● What you will do
Convert the records starting at the line containing "of the elderly" and ending at the end of the records into a two-column CSV with the header input,output. Give one row per record, with its text under input and its answer under output, each as a single quoted field with line breaks replaced by spaces.

● Data to process
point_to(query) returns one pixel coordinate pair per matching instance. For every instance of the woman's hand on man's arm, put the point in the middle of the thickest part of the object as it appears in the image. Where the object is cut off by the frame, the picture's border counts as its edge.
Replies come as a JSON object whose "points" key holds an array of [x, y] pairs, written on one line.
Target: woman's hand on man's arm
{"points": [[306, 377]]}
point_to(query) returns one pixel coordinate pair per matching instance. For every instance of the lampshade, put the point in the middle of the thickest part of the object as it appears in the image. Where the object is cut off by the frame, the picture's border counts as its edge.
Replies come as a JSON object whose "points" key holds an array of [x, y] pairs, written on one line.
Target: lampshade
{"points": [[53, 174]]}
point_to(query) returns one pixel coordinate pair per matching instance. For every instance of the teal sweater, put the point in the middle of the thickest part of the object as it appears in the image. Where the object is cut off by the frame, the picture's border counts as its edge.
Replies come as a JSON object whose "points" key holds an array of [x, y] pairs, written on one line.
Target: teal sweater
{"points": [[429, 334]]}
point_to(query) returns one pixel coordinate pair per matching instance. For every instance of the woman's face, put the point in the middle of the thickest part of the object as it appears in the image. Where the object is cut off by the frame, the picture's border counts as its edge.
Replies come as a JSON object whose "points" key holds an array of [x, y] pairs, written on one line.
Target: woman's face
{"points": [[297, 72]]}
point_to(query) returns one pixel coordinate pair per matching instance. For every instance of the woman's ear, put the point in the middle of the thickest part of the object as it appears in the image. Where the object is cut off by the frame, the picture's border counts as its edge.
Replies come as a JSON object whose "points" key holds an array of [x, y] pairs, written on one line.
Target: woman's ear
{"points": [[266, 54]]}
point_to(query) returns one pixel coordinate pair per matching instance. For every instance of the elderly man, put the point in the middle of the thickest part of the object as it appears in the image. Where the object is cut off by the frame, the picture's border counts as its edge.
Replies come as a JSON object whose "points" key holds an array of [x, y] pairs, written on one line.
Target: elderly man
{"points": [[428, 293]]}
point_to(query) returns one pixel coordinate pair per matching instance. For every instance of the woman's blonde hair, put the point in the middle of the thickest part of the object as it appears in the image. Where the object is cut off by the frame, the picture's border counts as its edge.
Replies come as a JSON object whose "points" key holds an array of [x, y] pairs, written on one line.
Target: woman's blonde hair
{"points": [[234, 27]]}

● Written answer
input,output
"point_to(query) returns one pixel coordinate pair per matching instance. For every instance of the elderly man, put the point in the middle of the thickest part of the object as it appears in the image. Where the object is cut off by the frame, the picture's border counts as its edge. Replies come as a JSON object whose ""points"" key holds an array of [x, y] pairs, written on one line. Target: elderly man","{""points"": [[428, 293]]}"
"point_to(query) returns one pixel coordinate pair per matching instance. For every instance of the woman's blonde hair, put the point in the middle of the thickest part of the object as it appears in the image. Where the object is cut off by the frame, the picture's border counts as its edge. Replies come as a JSON object whose ""points"" key holds an array of [x, y] pairs, written on one line. Target: woman's blonde hair","{""points"": [[234, 27]]}"